### 作業内容
提供テキストによると、「小姑ミラー」は何を組み合わせて作られた道具ですか?

### 提供テキスト
<<<<

100円雑貨で自作「小姑ミラー」は世界へ

班長の谷尚子さん。1990年、三重県立菰野高校卒業後、同社に入社。初めての海外指導は99年の米国。以来、世界を飛び回る。左手に持っているのが「小姑ミラー」。

意識が変われば、現場での創意工夫が次々と生まれてくる。谷さんが考案し、世界各地の工場で使われている小道具のひとつに「小姑ミラー」がある。100円ショップにある雑貨を組み合わせた便利グッズで、電灯の傘など高所で目の届かないところも、簡単にチェックできる。終業後に時間があるときは、職場の同僚と100円ショップに乗り込み、掃除に役立つグッズを探すのだという。

こうした「ピカピカ活動」は、海外指導の現場でも「PikaPika」というスローガンとあわせて浸透が図られている。

谷さんが南アフリカの工場を訪ねたときのこと。なんと工場内を鳥が飛んでいた。天井を見上げると、立派な巣まであった。しかし従業員は旋回する鳥を見ても、まるで驚かない。谷さんは思った。

>>>>

### データ
<<<<

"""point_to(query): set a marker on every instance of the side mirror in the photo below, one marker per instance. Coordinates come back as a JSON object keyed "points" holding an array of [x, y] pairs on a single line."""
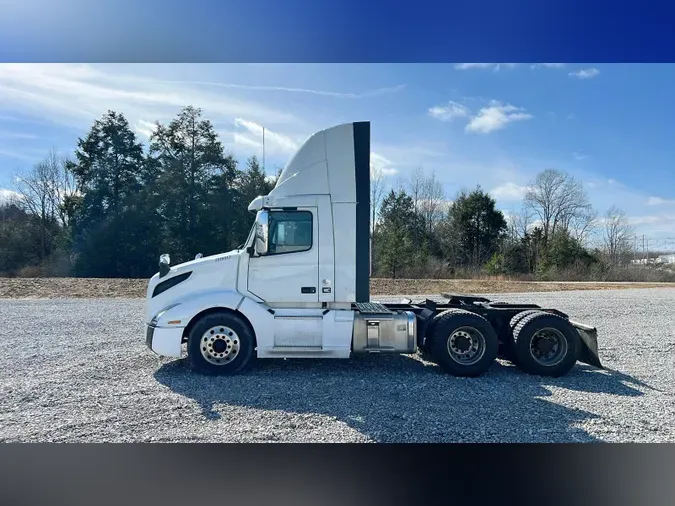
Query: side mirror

>>>>

### 回答
100円ショップにある雑貨を組み合わせて作られた道具です。